--- TASK TO COMPLETE ---
In the text on the Vicentin nationalization, which consulting firm did Marcos Buscaglia co-found?

Opposition leaders, farmers, economists and even a close former ally of influential Vice President Cristina Fernandez de Kirchner said nationalization would only complicate the country’s critical debt negotiations with private lenders.
Because a court is overseeing Vicentin’s bankruptcy, the executive branch is also being criticized for encroaching in judicial matters in a nation with a long history of such tensions.
“There’s no need to expropriate Vicentin,” said Marcos Buscaglia, an Argentine economist and co-founder of consulting firm Alberdi Partners. “The nationalization could cost the government dearly and derail debt-restructuring talks.”
Fernandez announced the nationalization Monday without notifying Vicentin executives beforehand.
A nationalization may curtail his recent surge in the polls, boosted by Argentines who didn’t vote for him in last year’s election. In March, he implemented one of the strictest Covid-19 lockdowns in Latin America, earning praise as neighboring Brazil became a hot spot of the pandemic.

--- LISTED RECORDS ---
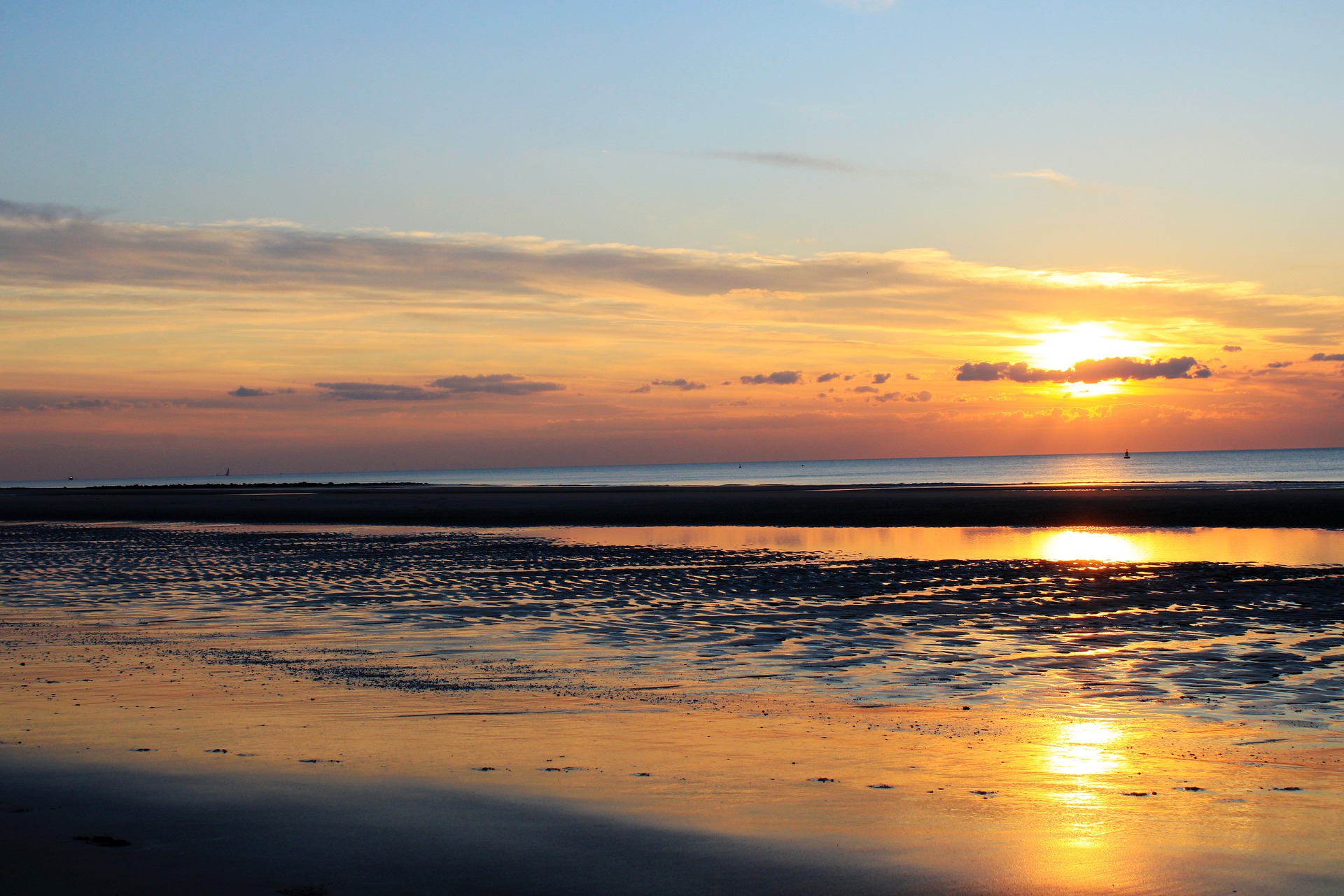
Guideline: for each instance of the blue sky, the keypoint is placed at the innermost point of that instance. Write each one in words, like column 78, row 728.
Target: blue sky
column 1200, row 137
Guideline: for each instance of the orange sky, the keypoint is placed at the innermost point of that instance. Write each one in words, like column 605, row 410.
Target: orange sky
column 122, row 344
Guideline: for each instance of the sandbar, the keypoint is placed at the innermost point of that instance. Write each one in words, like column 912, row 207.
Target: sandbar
column 1261, row 505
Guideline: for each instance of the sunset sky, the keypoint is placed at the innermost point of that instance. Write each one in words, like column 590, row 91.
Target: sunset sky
column 307, row 237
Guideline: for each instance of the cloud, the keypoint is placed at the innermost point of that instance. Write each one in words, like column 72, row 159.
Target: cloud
column 788, row 160
column 379, row 393
column 895, row 397
column 1093, row 371
column 1050, row 176
column 14, row 400
column 268, row 270
column 778, row 378
column 45, row 213
column 440, row 388
column 493, row 384
column 682, row 383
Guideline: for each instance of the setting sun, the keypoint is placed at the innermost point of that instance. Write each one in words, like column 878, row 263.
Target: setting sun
column 1068, row 346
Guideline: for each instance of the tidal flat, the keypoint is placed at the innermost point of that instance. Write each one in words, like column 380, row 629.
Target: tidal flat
column 315, row 710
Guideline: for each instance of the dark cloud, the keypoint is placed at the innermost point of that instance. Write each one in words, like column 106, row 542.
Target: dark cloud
column 787, row 160
column 778, row 378
column 1093, row 371
column 13, row 400
column 46, row 213
column 493, row 384
column 682, row 383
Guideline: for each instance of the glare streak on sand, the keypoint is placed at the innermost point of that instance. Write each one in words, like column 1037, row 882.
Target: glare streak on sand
column 1056, row 726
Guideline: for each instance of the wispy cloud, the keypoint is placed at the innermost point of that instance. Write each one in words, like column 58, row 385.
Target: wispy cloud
column 778, row 378
column 440, row 388
column 1049, row 176
column 788, row 160
column 682, row 383
column 493, row 384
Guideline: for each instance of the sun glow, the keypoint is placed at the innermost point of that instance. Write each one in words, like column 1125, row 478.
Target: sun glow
column 1065, row 347
column 1105, row 547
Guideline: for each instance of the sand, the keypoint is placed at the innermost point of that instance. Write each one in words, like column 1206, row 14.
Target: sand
column 447, row 713
column 1148, row 505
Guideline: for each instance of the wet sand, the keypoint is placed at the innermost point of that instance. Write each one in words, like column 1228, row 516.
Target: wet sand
column 454, row 713
column 1316, row 505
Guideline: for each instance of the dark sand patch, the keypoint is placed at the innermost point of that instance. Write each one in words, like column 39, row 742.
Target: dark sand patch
column 1317, row 505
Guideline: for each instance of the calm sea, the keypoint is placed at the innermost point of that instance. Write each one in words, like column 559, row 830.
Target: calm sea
column 1294, row 465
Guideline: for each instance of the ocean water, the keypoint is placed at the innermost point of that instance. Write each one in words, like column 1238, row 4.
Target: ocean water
column 1284, row 465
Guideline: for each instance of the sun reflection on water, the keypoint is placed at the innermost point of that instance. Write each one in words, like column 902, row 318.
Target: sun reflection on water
column 1079, row 754
column 1108, row 547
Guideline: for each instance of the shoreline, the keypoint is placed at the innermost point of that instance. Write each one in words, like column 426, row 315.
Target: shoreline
column 1159, row 504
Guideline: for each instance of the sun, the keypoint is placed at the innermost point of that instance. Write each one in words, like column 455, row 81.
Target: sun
column 1066, row 346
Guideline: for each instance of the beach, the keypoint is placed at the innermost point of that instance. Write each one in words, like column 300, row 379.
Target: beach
column 417, row 710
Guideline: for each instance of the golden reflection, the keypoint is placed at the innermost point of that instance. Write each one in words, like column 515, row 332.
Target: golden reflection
column 1079, row 752
column 1072, row 545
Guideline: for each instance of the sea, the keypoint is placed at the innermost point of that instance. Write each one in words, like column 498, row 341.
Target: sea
column 1278, row 465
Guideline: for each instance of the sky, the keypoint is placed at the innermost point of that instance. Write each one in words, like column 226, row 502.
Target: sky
column 319, row 237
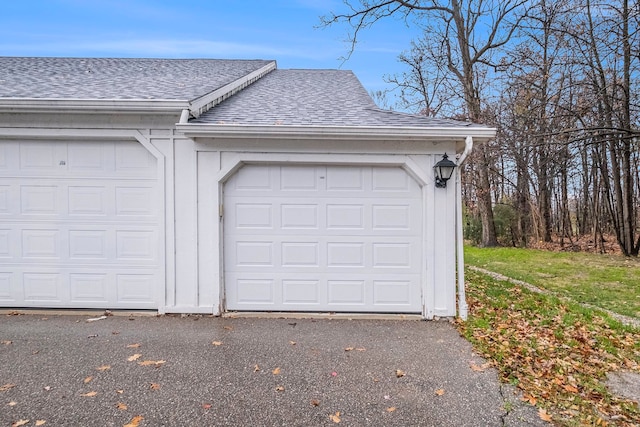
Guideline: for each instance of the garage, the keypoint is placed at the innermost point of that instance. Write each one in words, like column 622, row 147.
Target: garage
column 322, row 238
column 81, row 225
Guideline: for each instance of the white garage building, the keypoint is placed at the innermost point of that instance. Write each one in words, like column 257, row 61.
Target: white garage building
column 207, row 186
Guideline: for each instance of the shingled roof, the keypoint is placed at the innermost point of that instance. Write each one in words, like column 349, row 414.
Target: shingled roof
column 311, row 98
column 119, row 78
column 214, row 91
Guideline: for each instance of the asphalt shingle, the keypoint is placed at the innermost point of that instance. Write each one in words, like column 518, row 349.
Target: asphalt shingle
column 312, row 98
column 118, row 78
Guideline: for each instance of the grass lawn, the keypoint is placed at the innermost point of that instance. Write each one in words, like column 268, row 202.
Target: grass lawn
column 556, row 351
column 607, row 281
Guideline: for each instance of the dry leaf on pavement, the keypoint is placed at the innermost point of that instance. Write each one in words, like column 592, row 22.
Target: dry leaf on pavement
column 152, row 362
column 544, row 416
column 480, row 368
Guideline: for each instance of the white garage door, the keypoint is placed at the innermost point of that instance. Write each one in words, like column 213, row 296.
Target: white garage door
column 316, row 238
column 79, row 225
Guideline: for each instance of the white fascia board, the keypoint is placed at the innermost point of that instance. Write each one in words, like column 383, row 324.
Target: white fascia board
column 50, row 105
column 210, row 100
column 479, row 134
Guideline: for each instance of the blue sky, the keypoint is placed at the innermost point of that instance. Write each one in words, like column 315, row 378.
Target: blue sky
column 284, row 30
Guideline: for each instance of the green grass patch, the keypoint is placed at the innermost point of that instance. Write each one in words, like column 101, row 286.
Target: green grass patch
column 607, row 281
column 554, row 350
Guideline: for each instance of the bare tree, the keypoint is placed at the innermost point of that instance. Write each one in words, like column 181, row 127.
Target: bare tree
column 469, row 33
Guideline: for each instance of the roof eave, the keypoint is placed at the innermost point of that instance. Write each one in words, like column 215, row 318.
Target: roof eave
column 88, row 106
column 369, row 133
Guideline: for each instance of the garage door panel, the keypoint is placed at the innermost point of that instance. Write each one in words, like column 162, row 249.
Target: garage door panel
column 333, row 292
column 81, row 226
column 6, row 286
column 343, row 248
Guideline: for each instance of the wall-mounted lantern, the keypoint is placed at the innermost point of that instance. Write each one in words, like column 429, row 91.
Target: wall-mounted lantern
column 444, row 169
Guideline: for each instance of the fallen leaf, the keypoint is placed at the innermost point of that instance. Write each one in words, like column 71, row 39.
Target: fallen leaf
column 135, row 421
column 544, row 416
column 480, row 368
column 570, row 388
column 152, row 362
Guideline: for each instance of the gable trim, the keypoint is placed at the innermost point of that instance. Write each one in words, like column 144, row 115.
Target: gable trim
column 203, row 104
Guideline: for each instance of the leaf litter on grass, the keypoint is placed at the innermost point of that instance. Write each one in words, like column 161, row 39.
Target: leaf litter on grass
column 556, row 352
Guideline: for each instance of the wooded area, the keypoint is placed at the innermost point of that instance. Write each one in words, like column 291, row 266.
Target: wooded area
column 559, row 80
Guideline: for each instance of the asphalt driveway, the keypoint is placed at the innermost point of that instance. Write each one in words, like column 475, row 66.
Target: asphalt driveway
column 205, row 371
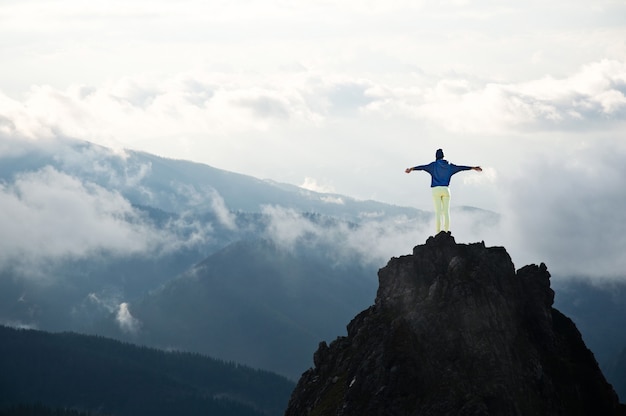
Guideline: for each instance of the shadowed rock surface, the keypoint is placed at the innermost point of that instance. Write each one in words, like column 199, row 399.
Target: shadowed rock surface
column 455, row 330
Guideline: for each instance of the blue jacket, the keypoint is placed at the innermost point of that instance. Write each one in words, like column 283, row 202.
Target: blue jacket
column 441, row 171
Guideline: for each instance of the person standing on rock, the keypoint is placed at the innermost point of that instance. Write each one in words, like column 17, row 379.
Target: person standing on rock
column 441, row 172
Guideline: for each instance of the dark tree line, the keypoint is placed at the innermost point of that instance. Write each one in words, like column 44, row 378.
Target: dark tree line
column 103, row 376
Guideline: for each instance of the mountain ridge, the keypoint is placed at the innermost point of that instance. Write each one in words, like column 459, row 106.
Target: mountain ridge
column 456, row 330
column 101, row 375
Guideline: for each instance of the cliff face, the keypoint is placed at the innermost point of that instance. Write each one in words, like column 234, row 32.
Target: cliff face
column 455, row 330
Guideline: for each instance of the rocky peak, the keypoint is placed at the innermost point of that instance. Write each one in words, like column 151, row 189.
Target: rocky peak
column 455, row 330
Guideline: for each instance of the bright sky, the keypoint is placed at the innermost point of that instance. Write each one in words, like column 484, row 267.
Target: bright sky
column 342, row 96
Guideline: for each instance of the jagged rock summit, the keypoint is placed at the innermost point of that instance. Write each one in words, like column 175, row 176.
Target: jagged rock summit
column 455, row 330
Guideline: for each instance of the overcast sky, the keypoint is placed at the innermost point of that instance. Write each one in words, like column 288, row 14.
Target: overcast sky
column 342, row 96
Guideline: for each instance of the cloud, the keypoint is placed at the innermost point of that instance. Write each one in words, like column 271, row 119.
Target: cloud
column 312, row 184
column 126, row 321
column 51, row 215
column 565, row 209
column 224, row 215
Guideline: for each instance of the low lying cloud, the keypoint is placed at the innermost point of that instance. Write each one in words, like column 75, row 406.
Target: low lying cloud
column 566, row 209
column 126, row 321
column 51, row 216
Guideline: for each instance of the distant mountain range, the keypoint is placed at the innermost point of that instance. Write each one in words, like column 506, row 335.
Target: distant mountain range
column 102, row 376
column 175, row 254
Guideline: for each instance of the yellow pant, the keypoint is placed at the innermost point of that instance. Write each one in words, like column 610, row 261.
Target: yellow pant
column 441, row 198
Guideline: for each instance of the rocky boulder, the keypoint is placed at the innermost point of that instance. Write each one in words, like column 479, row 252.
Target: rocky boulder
column 456, row 330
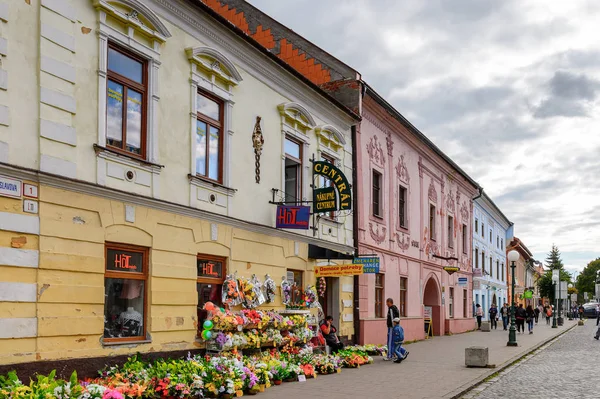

--- PROBLEM SOLUTION ---
Alberdi Partners